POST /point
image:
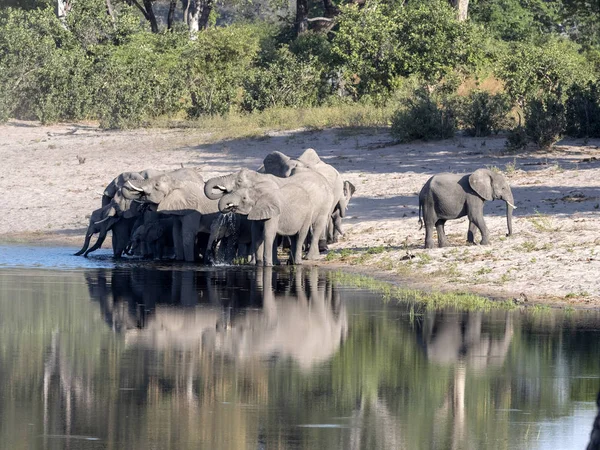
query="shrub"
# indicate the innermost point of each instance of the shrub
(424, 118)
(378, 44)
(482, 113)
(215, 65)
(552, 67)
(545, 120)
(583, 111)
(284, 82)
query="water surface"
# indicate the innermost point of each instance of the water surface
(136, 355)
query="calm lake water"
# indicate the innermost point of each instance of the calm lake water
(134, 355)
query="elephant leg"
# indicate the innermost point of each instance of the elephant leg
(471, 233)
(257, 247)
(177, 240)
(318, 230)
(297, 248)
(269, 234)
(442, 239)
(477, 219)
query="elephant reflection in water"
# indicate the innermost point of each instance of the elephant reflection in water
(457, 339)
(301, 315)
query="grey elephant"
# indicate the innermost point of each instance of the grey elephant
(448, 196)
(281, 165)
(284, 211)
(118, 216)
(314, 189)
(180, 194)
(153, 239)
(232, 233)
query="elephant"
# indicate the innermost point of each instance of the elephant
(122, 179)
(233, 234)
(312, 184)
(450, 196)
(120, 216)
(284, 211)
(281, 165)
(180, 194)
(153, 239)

--

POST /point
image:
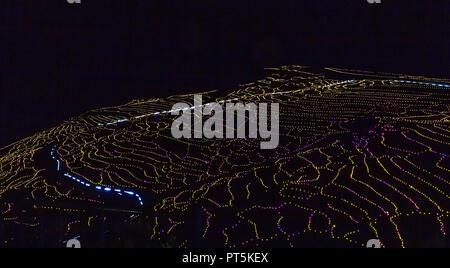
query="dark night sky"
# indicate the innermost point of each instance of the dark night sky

▶ _DIRECTIONS FOR THIS TASK_
Count the lines in both blocks above that contain the string "query", matching case exactly. Reply with the number only.

▶ _FINAL RESULT_
8